Problems to work on:
[1] Please list every function that the voice package text calls with the voice:: prefix.
[2] Write the next part of the voice package text, picking up after its last code line.

Extracted text:
===

You may use the command voice::embed_audio(url0) if you wish to show a play button when compiling an .Rmd file. See https://github.com/mccarthy-m-g/embedr for more details about embed_audio() related functions.

3.2 Media data

{r, message=FALSE, warning=FALSE} M <- voice::extract_features(tempdir()) summary(M)

3.3 Plot

{r, message=FALSE, warning=FALSE, fig.width=7.5, fig.height=4} voice::piano_plot(M, 0) # f0 voice::piano_plot(M, 0:1) # f0 + f1

3.4 Assign notes

{r, message=FALSE, warning=FALSE} (f0_spn <- voice::assign_notes(M, fmt = 0, min_points = 22, min_percentile = .85)) # f0 (f1_spn <- voice::assign_notes(M, fmt = 1, min_points = 22, min_percentile = .85)) # f1

3.5 Sheet music

Must have MuseScore and gm.

3.5.1 Notes sequence of f0

{r, message=FALSE, warning=FALSE} library(gm) line_0 <- gm::Line(as.character(f0_spn)) m0 <- gm::Music() + gm::Meter(4, 4) + line_0 gm::show(m0, to = c('score', 'audio'))

===

Material provided:
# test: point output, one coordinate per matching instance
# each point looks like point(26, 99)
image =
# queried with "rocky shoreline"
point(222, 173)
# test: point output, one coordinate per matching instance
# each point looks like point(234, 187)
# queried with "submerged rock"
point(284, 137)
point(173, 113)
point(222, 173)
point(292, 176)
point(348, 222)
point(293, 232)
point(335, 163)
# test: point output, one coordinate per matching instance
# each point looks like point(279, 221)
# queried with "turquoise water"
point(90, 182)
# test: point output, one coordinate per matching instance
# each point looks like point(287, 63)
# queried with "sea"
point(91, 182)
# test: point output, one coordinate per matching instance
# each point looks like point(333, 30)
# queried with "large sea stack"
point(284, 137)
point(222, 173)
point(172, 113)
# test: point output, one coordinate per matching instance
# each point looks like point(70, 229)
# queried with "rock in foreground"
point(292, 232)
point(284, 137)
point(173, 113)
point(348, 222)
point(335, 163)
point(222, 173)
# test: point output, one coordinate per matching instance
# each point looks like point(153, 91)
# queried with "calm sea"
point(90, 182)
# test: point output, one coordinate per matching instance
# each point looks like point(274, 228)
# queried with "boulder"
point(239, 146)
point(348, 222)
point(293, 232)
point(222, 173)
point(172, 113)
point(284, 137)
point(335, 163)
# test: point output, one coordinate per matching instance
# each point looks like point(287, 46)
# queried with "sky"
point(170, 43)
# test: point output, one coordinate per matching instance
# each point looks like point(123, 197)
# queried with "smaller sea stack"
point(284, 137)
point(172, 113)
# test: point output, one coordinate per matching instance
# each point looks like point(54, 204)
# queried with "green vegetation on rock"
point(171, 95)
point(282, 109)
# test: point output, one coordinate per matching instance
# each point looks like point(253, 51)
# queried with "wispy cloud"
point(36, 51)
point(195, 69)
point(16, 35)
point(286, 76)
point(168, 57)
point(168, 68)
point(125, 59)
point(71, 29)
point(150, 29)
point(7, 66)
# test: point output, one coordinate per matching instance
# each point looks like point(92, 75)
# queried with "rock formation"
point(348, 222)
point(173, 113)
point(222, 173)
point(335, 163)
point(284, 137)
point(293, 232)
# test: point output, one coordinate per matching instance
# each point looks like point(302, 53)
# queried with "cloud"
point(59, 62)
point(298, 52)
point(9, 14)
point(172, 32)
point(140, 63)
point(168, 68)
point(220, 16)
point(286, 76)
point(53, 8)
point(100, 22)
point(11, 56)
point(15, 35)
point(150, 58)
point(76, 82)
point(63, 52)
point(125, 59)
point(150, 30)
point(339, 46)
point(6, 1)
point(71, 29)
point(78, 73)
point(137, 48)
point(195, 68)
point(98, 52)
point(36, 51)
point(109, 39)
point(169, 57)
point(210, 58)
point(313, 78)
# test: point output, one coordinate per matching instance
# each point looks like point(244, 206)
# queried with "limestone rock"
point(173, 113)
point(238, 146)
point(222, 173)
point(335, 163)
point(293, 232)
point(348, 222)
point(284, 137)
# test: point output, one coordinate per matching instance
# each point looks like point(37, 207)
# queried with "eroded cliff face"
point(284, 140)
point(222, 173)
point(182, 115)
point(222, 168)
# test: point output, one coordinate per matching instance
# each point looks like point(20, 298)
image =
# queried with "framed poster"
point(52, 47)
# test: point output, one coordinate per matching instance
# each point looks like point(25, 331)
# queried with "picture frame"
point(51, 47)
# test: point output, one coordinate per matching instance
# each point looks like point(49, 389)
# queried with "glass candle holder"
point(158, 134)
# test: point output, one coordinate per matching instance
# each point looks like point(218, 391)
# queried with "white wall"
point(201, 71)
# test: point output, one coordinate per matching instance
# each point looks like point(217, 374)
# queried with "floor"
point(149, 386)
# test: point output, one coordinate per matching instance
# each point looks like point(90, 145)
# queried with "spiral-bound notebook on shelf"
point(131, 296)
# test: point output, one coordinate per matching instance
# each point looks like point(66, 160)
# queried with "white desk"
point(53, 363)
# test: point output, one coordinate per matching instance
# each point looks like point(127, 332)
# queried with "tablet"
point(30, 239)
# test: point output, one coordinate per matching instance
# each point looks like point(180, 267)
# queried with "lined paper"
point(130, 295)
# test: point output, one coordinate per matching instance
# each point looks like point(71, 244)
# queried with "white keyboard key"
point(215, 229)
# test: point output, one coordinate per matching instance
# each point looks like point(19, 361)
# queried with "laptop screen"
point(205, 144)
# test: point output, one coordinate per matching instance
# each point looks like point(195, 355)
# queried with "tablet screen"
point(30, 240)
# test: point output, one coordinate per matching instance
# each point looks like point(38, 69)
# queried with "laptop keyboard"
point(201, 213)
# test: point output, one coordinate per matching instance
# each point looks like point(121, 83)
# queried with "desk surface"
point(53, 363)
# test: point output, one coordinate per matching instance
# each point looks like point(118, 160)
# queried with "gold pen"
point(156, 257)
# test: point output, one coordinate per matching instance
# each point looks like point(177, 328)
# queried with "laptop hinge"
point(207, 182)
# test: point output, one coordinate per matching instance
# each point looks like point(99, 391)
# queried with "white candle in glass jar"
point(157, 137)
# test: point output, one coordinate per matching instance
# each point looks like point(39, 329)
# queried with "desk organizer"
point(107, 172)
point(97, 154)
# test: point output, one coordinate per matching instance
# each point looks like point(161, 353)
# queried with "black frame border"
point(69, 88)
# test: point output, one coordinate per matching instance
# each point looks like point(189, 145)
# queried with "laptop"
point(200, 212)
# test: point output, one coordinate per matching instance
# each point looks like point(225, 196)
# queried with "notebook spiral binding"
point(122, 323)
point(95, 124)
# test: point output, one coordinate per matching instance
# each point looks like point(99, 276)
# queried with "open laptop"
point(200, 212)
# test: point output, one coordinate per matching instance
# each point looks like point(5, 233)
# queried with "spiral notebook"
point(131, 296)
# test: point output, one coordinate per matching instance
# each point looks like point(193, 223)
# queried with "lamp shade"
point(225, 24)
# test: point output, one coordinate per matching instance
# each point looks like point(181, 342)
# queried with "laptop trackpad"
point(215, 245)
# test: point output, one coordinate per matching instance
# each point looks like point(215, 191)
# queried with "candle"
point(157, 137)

===

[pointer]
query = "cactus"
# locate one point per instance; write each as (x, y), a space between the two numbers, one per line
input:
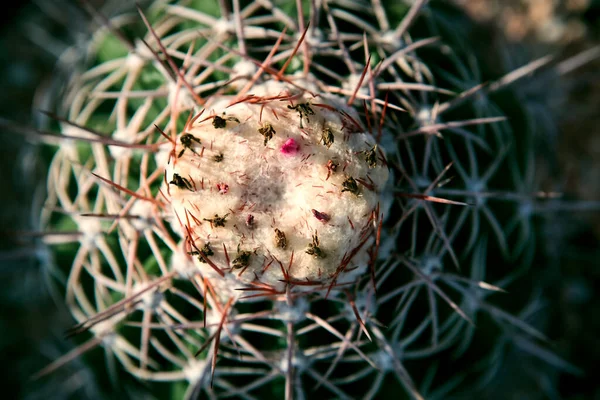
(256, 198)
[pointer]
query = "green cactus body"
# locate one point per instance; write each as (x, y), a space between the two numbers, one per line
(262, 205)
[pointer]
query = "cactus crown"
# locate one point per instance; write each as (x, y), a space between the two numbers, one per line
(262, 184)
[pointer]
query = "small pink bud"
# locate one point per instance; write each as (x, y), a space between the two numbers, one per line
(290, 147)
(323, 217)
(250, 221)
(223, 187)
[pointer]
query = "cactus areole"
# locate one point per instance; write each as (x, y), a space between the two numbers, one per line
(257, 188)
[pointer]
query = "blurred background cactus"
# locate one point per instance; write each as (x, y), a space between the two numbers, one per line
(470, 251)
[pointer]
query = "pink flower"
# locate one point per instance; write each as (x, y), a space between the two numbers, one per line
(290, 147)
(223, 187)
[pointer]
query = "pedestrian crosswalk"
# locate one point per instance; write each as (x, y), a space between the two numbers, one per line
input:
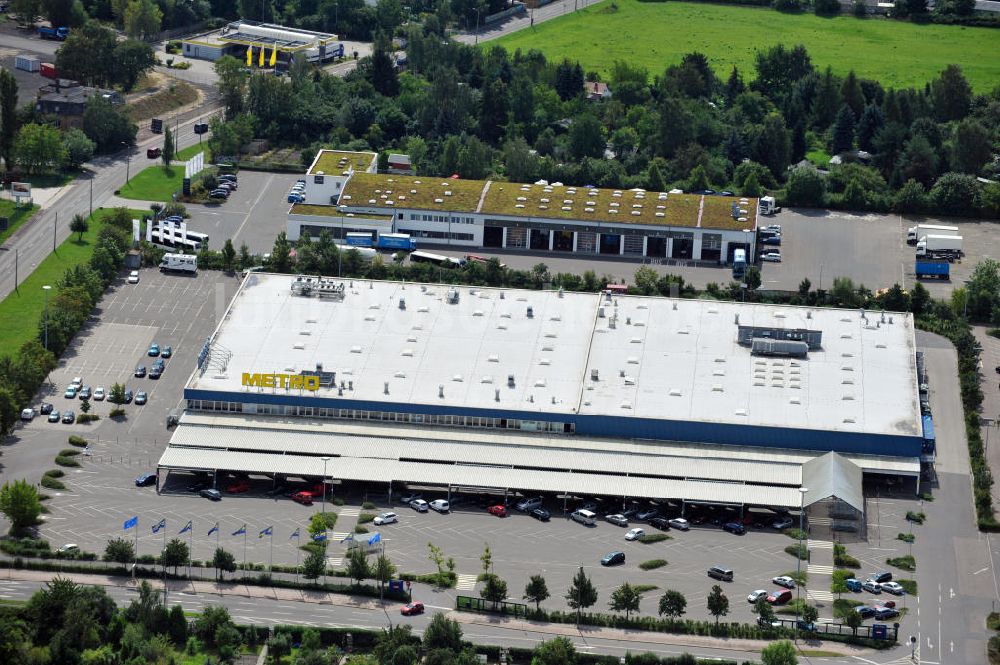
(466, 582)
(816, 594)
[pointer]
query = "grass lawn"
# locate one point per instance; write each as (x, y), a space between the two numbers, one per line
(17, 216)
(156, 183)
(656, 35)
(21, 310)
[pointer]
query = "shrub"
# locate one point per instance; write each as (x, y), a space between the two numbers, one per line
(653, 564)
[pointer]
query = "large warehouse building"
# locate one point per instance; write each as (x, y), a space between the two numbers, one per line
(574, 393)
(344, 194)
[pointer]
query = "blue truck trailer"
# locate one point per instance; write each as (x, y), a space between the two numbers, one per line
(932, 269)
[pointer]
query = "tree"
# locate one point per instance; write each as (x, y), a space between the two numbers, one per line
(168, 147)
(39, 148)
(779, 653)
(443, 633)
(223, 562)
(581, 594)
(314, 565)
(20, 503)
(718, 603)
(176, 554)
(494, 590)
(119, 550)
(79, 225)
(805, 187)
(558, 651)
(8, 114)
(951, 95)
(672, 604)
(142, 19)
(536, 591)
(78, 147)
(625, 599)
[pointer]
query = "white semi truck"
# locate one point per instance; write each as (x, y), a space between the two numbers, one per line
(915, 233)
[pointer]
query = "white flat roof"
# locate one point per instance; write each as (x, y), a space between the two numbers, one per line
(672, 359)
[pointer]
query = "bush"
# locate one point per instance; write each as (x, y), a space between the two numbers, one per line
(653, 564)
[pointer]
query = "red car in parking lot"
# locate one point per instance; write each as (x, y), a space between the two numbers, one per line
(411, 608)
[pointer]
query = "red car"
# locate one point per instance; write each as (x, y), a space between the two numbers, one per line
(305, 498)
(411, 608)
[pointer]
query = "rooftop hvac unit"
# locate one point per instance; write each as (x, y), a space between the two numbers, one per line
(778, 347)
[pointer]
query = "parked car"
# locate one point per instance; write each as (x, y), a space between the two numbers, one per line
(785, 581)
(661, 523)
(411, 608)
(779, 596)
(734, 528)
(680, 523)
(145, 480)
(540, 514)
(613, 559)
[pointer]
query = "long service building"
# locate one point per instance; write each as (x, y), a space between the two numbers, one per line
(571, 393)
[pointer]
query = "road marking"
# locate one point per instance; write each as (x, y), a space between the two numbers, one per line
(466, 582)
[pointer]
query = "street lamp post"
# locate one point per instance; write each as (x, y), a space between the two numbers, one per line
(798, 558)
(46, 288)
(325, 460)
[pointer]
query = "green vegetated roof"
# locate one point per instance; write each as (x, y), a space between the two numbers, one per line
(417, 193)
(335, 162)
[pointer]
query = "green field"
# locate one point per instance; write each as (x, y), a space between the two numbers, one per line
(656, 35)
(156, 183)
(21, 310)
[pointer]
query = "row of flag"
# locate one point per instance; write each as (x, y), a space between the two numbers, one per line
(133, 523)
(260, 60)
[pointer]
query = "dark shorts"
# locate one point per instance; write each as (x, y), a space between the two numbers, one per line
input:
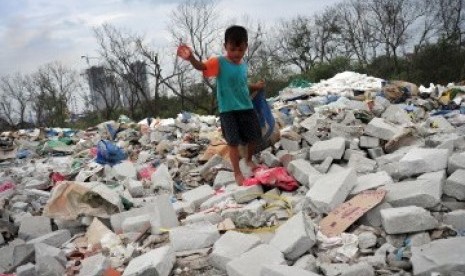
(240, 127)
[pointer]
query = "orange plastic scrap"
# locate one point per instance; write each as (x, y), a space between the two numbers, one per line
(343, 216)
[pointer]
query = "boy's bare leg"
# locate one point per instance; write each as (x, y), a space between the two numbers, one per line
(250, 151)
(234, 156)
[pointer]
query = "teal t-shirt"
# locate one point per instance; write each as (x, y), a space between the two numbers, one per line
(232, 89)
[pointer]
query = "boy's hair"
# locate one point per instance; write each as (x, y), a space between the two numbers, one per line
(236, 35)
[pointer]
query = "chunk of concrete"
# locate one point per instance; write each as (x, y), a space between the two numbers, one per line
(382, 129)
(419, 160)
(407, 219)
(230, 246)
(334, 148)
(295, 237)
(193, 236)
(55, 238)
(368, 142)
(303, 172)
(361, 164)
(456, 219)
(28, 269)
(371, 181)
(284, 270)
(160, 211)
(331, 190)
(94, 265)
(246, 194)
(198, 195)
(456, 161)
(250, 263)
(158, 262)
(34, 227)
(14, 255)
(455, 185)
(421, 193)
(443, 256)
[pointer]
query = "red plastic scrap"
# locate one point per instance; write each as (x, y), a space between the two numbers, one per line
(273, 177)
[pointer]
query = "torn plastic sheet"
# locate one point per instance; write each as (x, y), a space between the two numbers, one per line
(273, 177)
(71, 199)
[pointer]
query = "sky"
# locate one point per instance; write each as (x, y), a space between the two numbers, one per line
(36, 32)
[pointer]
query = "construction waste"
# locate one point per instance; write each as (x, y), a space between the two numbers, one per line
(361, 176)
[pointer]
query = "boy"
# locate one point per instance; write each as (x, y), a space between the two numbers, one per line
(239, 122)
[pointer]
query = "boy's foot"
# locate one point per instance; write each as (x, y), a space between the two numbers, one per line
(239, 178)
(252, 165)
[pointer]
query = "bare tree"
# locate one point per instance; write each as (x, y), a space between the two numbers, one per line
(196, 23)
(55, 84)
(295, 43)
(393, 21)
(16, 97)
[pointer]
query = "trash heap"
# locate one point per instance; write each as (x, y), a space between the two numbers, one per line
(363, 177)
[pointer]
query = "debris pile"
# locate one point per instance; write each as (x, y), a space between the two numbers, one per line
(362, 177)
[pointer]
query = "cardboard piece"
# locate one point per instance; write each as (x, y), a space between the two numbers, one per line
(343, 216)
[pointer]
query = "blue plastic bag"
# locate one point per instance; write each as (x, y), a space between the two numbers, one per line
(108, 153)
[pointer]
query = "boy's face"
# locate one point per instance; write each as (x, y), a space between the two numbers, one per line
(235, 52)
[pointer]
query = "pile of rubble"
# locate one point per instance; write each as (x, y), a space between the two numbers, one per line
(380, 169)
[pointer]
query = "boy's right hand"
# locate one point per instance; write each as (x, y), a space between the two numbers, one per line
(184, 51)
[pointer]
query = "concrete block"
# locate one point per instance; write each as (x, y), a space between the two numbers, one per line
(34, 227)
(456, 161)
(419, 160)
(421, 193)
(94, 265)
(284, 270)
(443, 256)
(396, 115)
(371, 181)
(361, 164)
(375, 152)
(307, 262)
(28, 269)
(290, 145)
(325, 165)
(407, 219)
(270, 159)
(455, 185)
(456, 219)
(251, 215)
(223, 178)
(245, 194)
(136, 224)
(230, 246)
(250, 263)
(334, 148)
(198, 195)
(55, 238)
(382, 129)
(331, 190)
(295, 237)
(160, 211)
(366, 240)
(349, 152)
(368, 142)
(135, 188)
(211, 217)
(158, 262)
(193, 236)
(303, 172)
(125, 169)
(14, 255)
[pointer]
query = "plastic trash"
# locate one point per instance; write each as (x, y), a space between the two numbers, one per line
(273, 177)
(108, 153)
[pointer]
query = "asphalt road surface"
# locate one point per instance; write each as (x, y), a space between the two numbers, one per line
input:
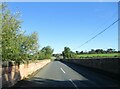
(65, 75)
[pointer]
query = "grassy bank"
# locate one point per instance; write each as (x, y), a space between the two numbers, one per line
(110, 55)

===

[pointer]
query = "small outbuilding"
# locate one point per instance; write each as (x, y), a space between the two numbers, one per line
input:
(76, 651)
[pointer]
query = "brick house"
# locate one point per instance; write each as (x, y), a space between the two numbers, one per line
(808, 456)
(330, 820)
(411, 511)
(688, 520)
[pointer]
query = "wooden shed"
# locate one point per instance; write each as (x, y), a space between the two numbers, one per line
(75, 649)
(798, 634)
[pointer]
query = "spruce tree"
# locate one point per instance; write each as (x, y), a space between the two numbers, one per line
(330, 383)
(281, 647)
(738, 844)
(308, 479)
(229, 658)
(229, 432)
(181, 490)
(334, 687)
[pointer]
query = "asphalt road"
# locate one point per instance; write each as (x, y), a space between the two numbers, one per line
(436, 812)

===

Answer set:
[1]
embed_audio
extract_features
piano_plot
assign_notes

[2]
3.5.2 Notes sequences of f0 and f1

{r, message=FALSE, warning=FALSE} line_0 <- gm::Line(as.character(f0_spn)) line_1 <- gm::Line(as.character(f1_spn)) m1 <- gm::Music() + gm::Meter(4, 4) + line_0 + line_1 gm::show(m1, to = c('score', 'audio'))

4. Advanced installation

Python-based functions diarize and extract_features (when the latter is inferring f0_praat and fmt_praat features) require a configured Python environment.

4.1 Ubuntu

The following steps are used to fully configure voice on Ubuntu 24.04 LTS (Noble Numbat). Reports of inconsistencies are welcome.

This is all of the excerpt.